** START Selected excerpt **
Confidence curves for structured hypotheses

Introduction

The goal of this vignette is to illustrate the post hoc bounds on the number of true/false positives proposed in Durand et al. (2020) for localized signals. More specifically, we reproduce one of the plots of Figure 12 in Durand et al. (2020) using the R package sanssouci. We will explicitly quote Durand et al. (2020) when relevant.

library("sanssouci")

Objective

We consider $m$ null ordered hypotheses partitioned in intervals of size $s$ . For simplicity we set the number of intervals to be a power of 2: $m = s 2^q$ for some integer $q$ :

s <- 100
q <- 7
m <- s*2^q

Therefore, we have $m = 1.28\times 10^{4}$ . Our goal is to compare three post hoc bounds. These bounds are obtained by interpolation from a reference family where the amount of signal is estimated by probabilistic inequalities, following the general principle laid down by Blanchard, Neuvial, and Roquain (2020), and they differ by the choice of the reference family:

“Simes”: the bound derived from the Simes (1986) inequality as proposed by Goeman and Solari (2011) and further studied by Blanchard, Neuvial, and Roquain (2020). This bound was introduced in a context where the signal is not localized.
“Tree” and “Partition”: two bounds derived from the DKWM inequality (Dvoretzky, Kiefer, and Wolfowitz (1956), Massart (1990)), as proposed in Durand et al. (2020). For the “Partition” bound, the reference family is the original partition $(P_k)_k$ of the $m$ null hypotheses into $K=2^q$ intervals. For the “Tree” bound, the reference family is the perfect binary tree whose leaves are the elements of the original partition.
** END Selected excerpt **
** START Rows **
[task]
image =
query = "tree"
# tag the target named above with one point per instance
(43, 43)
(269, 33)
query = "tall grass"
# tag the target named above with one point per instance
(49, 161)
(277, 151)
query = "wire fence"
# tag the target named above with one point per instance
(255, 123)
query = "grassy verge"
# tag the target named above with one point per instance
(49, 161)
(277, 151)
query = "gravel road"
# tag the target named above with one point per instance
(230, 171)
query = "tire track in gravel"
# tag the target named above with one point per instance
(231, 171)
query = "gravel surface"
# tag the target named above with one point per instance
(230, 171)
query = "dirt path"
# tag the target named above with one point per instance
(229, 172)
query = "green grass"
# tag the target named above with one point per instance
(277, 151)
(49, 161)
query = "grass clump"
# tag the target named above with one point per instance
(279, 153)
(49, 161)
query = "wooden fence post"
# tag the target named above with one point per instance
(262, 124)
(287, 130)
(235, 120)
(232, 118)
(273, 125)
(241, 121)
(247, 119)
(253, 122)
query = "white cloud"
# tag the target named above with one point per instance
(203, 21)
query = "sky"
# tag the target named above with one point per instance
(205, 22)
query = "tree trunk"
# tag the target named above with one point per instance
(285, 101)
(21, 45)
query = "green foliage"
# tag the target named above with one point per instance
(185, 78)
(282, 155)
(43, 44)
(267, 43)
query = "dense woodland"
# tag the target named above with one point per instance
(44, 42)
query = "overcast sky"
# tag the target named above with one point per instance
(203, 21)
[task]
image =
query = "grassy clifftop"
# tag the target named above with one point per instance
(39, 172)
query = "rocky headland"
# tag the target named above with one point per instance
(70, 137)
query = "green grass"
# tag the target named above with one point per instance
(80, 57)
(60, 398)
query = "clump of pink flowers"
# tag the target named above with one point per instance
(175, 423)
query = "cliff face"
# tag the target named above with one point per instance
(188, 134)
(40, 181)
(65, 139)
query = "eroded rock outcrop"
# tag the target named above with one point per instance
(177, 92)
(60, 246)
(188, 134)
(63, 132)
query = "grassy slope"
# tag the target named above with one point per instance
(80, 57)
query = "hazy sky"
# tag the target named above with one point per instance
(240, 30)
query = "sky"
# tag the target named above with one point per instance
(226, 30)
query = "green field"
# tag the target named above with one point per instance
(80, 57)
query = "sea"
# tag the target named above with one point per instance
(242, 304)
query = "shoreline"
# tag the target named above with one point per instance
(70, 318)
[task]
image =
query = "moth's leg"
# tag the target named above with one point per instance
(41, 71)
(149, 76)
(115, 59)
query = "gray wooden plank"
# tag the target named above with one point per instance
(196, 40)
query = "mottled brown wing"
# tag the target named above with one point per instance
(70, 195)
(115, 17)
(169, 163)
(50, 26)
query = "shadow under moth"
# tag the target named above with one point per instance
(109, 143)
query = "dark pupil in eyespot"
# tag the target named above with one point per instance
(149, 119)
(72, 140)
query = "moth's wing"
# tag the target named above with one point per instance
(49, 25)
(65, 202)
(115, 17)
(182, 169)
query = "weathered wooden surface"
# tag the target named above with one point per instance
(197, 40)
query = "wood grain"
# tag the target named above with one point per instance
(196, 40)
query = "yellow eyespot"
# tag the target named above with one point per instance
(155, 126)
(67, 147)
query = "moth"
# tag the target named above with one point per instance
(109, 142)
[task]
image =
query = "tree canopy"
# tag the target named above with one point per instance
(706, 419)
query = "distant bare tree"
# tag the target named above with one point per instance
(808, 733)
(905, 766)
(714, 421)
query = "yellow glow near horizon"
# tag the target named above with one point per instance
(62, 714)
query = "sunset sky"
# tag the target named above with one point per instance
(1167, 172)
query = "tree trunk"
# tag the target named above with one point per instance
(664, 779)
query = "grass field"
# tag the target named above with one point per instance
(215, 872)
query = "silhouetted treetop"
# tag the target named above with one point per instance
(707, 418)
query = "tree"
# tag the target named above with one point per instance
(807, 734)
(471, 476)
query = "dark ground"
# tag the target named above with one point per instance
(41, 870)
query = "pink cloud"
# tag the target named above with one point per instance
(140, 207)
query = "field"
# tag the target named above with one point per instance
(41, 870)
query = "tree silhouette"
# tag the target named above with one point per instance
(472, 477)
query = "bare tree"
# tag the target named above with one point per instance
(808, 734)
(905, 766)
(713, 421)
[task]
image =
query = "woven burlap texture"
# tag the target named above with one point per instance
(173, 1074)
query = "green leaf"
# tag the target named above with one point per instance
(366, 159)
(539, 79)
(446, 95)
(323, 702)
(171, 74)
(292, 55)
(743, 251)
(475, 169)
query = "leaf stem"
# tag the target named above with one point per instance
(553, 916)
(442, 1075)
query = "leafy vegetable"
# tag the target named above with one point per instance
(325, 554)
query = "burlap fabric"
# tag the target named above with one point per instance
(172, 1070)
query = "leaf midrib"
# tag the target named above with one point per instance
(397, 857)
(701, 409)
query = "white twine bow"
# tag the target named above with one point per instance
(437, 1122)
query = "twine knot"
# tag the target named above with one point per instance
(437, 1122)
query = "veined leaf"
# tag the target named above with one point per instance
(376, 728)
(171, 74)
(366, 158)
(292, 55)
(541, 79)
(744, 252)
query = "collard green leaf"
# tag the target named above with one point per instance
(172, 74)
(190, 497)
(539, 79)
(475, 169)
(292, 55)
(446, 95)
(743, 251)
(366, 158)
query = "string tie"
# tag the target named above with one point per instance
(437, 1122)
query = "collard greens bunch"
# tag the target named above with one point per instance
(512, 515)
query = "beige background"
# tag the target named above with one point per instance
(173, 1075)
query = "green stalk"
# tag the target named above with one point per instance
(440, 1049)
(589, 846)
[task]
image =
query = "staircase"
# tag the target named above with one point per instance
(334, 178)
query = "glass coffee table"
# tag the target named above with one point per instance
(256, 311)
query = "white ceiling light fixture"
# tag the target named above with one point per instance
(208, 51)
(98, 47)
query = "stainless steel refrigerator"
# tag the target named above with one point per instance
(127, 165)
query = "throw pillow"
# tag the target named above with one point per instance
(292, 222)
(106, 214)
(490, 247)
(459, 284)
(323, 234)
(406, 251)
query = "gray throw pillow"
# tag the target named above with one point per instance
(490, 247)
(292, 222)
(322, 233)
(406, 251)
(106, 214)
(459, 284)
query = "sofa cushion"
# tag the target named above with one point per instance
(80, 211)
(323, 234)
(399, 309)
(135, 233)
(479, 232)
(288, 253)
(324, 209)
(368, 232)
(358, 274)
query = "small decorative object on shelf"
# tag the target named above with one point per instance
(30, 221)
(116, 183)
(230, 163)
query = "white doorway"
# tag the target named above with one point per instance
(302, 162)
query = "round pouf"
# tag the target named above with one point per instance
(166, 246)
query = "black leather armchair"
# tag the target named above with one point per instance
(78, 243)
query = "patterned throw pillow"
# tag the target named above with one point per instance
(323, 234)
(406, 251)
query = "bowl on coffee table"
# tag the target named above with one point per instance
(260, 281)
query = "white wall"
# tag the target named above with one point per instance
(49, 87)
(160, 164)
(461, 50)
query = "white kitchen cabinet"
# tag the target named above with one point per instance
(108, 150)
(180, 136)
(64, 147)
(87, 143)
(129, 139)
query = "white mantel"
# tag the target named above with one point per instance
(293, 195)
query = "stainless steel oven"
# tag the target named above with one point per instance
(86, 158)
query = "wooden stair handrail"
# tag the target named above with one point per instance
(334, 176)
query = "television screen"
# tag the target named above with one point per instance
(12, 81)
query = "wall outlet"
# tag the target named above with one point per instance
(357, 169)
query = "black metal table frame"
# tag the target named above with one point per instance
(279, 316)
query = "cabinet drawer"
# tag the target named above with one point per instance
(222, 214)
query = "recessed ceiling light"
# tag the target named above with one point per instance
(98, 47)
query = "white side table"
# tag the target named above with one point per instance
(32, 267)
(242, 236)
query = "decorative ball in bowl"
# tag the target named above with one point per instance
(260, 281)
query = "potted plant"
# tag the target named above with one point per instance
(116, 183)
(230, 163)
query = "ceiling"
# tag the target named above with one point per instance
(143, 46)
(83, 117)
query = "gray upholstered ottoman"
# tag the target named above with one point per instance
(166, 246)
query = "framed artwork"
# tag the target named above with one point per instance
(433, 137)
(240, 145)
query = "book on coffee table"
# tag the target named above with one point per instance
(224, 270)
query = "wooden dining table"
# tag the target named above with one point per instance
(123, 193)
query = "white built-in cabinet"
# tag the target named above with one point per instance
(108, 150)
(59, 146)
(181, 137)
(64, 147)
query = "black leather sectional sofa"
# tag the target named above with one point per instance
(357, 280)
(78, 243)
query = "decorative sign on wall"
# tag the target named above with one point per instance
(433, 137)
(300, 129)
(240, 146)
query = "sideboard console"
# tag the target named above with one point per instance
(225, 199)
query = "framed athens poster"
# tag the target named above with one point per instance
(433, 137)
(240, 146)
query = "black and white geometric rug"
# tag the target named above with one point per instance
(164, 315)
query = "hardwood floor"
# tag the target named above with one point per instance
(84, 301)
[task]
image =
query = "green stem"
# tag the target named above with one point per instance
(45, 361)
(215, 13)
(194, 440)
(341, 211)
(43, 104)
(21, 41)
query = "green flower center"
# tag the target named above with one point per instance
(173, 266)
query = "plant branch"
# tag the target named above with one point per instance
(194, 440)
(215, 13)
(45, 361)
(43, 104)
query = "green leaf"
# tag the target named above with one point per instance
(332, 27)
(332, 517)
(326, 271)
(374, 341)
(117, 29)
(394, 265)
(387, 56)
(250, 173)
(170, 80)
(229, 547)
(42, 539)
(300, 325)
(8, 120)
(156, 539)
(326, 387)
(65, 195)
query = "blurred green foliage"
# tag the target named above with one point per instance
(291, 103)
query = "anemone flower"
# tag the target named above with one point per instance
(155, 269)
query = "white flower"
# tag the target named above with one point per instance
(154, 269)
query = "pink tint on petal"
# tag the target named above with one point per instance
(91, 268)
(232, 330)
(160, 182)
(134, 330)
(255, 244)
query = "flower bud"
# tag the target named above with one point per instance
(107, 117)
** END Rows **
◆ Task to carry out ◆
Can you write out, word for word, the part of the confidence curves vignette from "Therefore, we have" to "is not localized."?

◆ Correct result ◆
Therefore, we have $m = 1.28\times 10^{4}$ . Our goal is to compare three post hoc bounds. These bounds are obtained by interpolation from a reference family where the amount of signal is estimated by probabilistic inequalities, following the general principle laid down by Blanchard, Neuvial, and Roquain (2020), and they differ by the choice of the reference family:

“Simes”: the bound derived from the Simes (1986) inequality as proposed by Goeman and Solari (2011) and further studied by Blanchard, Neuvial, and Roquain (2020). This bound was introduced in a context where the signal is not localized.